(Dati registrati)
###

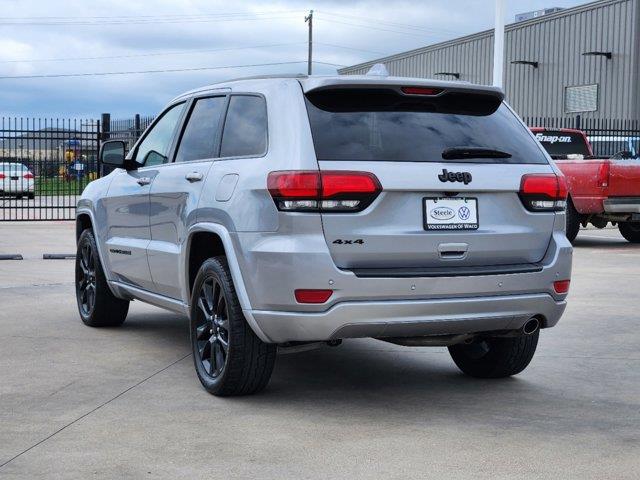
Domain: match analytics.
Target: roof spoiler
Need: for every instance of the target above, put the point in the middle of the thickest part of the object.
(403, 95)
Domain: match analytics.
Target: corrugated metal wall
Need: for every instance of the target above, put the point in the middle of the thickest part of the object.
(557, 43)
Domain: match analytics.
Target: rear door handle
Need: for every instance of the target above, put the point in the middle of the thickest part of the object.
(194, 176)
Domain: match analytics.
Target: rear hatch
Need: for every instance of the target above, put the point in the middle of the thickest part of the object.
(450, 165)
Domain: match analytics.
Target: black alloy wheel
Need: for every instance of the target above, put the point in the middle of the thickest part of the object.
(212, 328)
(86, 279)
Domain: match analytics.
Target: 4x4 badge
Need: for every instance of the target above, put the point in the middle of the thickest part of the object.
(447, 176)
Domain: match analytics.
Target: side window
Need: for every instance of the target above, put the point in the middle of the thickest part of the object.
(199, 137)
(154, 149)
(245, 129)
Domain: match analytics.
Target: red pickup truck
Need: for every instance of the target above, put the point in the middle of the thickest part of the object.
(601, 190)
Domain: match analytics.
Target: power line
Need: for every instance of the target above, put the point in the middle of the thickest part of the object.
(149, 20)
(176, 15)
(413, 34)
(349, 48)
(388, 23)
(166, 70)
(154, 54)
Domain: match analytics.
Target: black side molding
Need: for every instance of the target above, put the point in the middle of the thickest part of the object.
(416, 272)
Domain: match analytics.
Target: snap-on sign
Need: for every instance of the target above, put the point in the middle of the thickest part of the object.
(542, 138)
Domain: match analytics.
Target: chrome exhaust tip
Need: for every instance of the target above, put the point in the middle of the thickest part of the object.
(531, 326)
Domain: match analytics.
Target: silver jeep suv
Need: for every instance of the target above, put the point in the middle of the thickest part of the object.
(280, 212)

###

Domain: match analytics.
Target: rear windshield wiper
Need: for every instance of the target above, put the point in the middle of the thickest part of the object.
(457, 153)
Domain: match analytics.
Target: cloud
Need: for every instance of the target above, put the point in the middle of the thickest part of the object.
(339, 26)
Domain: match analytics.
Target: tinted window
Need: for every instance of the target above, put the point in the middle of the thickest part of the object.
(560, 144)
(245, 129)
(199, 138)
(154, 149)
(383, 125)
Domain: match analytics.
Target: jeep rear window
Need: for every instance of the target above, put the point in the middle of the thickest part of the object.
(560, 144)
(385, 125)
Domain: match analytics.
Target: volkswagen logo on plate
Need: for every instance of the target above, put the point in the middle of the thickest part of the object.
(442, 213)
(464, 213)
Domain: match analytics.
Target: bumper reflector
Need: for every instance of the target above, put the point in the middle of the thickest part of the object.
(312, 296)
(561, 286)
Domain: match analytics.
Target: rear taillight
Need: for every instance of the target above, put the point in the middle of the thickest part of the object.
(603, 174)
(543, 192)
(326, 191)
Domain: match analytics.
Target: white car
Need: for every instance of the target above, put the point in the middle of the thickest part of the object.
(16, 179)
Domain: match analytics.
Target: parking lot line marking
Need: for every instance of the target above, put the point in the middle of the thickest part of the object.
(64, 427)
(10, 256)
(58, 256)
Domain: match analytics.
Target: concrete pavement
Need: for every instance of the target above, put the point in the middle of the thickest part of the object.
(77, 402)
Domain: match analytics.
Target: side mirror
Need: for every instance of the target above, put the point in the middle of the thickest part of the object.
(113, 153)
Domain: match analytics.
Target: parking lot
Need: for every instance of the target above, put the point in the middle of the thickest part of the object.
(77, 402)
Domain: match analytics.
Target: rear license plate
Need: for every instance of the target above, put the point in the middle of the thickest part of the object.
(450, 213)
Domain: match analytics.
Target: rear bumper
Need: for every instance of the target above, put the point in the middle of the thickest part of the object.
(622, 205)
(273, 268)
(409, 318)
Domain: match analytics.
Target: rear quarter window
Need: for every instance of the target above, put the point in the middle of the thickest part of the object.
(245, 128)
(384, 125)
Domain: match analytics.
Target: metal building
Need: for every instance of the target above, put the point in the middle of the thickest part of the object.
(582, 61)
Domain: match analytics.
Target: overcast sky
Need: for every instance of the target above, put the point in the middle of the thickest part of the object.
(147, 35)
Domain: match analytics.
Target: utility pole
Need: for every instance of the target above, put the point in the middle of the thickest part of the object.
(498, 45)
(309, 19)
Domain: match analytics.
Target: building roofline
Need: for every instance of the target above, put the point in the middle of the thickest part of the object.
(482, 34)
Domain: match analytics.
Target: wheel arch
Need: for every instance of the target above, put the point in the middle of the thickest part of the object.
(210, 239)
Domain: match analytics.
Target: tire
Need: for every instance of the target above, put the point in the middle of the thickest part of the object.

###

* _Consegna_
Per favore, raccogli tutte le righe dei record che contengono la stringa "jeep". Tieni conto di maiuscole e minuscole.

* _Soluzione_
Target: silver jeep suv
Target: jeep rear window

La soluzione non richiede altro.